Implementing Good Practices
Implementing good practices can seem daunting at first, however using the guide below, this can be made much easier and often naturally results in better outcomes for organisations.
Understand the Gaps and Create a “North Star”
Understanding the gaps between the current way of operating and what good looks like is an effective way of creating a “north star” to aspire to. Using a framework such as Cevo’s DevOps Maturity Assessment (DOMA) on AWS Marketplace is a great exercise in learning where on the journey to “good” your organisation and pave the way for improving the current operational model through a DevSecOps lens – leading to implementation of good practices targeted at operational excellence. This helps you understand priorities for internal and external customers, governance and compliance requirements, the threat landscape and trade-offs.
Establish a Cloud Centre of Excellence
A lot of conjecture exists when discussing a Cloud Centre of Excellence (CCoE) as a way of bridging the gap between teams and projects and creating a cohesive view. A CCoE is most effective when there is a diverse set of skills and Subject Matter Expertise (SME) representation from multiple teams. The idea of a CCoE is to establish a governing body that focuses on cohesively building a common, opinionated and cohesive view of what the “cloud” should look like for their organisation. This inspires the team to do what is in the best interest of everyone involved. In my career I have helped in establishing and improving CCoE’s to operate efficiently and effectively with outstanding results when done well.
Building and maintaining a cloud operating model that establishes clear roles and responsibilities across an organisation is not a trivial task. It is extremely important to have an effective and concise operating model in place to succeed with operating the cloud in the most efficient and secure way possible. Establishing the CCoE using a diverse set of skills and attributes encourages cross-team collaboration and ensures decisions made are evaluated against risk and with an informed opinion.
Automate, Automate, Automate
Consider where processes can be automated and work on implementing automation into the deployment and ongoing maintenance of solutions. A lot of operational maintenance (such as inventory reporting, Common Vulnerabilities and Exploits (CVE) reporting, patching and remote access) can be achieved using an effective implementation of native AWS services. These services include:
- AWS Systems Manager
- Elastic Container Registry (ECR) with Enhanced Scanning turned on
- Leveraging ECR continuous patching
- Elastic Kubernetes Service (EKS)
- Elastic Container Service (ECS)
Automation in deployment requires well implemented integration and deployment pipelines. Your pipelines are actually your biggest asset in automation so investment in improving on these will yield very high value. Consider using solutions such as pre-commit hooks in your Continuous Integration (CI) pipelines. Git hook scripts are useful for identifying simple issues before submission to code review. Running hooks on every commit to automatically point out issues in code such as missing semicolons, trailing whitespace, and debug statements. By pointing these issues out before code review, this allows a code reviewer to focus on the architecture of a change while not wasting time with trivial style nitpicks.
+++++
▸ **Task prompt**:
Answer these questions using the excerpt on implementing good practices:
(a) Which framework does it suggest for finding gaps, and where is that framework offered?
(b) When is a Cloud Centre of Excellence said to be most effective?
(c) What three code issues can hooks point out on every commit?
The data records have no connection to the excerpt on implementing good practices.

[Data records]
+++++
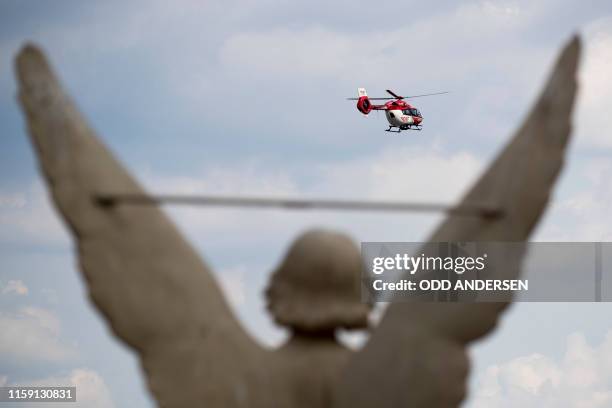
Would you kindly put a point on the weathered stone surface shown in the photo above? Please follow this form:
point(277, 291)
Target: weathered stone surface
point(160, 298)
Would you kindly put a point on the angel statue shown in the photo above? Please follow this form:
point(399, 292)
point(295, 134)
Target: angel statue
point(161, 299)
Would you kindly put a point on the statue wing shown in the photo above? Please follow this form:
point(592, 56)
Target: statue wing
point(417, 355)
point(149, 283)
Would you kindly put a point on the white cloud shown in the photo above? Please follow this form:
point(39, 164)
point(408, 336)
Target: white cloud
point(583, 378)
point(32, 334)
point(233, 283)
point(592, 118)
point(33, 221)
point(583, 214)
point(14, 286)
point(91, 389)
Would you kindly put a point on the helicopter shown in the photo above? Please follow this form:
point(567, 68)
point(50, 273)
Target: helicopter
point(401, 115)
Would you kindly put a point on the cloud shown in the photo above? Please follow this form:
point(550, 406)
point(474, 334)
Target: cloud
point(91, 389)
point(593, 122)
point(233, 283)
point(583, 214)
point(32, 334)
point(14, 286)
point(33, 221)
point(583, 378)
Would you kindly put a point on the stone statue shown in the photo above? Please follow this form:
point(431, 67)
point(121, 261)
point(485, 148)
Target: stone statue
point(160, 298)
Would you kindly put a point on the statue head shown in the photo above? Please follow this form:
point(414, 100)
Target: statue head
point(316, 288)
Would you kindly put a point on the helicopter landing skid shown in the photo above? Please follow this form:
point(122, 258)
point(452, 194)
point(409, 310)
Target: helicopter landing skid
point(407, 127)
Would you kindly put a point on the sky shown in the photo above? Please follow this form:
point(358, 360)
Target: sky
point(249, 98)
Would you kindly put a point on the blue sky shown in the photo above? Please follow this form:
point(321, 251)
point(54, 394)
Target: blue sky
point(249, 98)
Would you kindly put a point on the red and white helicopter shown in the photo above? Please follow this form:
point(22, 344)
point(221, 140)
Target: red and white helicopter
point(400, 114)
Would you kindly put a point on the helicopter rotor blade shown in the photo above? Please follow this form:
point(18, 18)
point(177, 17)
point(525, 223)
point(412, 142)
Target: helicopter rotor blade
point(418, 96)
point(390, 92)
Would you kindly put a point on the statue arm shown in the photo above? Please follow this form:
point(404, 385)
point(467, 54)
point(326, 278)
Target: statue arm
point(142, 275)
point(418, 349)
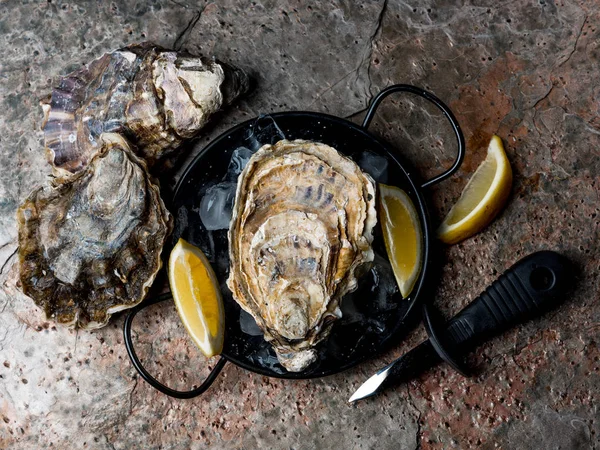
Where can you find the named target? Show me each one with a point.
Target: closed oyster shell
(300, 235)
(156, 98)
(90, 244)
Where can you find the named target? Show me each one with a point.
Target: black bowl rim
(421, 207)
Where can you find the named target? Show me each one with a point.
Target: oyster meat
(90, 244)
(299, 238)
(154, 97)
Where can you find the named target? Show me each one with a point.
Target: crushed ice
(216, 206)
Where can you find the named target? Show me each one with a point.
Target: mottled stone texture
(527, 71)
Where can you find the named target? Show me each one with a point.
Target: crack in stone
(372, 47)
(544, 97)
(182, 37)
(8, 259)
(412, 403)
(576, 42)
(332, 86)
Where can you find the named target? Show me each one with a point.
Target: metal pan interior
(371, 318)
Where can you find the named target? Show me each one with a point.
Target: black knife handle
(530, 287)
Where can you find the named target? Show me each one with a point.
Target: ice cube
(375, 165)
(216, 206)
(239, 159)
(264, 131)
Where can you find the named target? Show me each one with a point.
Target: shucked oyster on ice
(156, 98)
(300, 235)
(90, 244)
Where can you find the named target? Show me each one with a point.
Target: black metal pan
(368, 326)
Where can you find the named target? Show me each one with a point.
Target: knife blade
(530, 287)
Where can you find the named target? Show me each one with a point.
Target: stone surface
(526, 71)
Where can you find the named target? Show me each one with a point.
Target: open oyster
(155, 97)
(90, 244)
(300, 235)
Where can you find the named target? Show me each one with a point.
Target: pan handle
(142, 370)
(437, 102)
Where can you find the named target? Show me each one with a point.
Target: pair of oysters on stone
(90, 242)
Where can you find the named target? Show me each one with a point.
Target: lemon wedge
(402, 236)
(482, 198)
(197, 297)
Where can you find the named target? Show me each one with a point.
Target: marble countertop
(526, 71)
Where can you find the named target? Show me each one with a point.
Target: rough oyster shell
(300, 235)
(90, 244)
(156, 98)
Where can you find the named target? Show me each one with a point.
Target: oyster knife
(530, 287)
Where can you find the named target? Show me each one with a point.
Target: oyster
(299, 237)
(90, 244)
(155, 97)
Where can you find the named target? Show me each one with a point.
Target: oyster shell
(155, 97)
(300, 235)
(90, 244)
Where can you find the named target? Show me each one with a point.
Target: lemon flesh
(482, 199)
(402, 236)
(197, 297)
+++++
▸ **Correct response**:
(a) It suggests Cevo's DevOps Maturity Assessment (DOMA), which is offered on AWS Marketplace.
(b) A Cloud Centre of Excellence is most effective when it has a diverse set of skills and Subject Matter Expertise representation from multiple teams.
(c) Hooks can point out missing semicolons, trailing whitespace, and debug statements.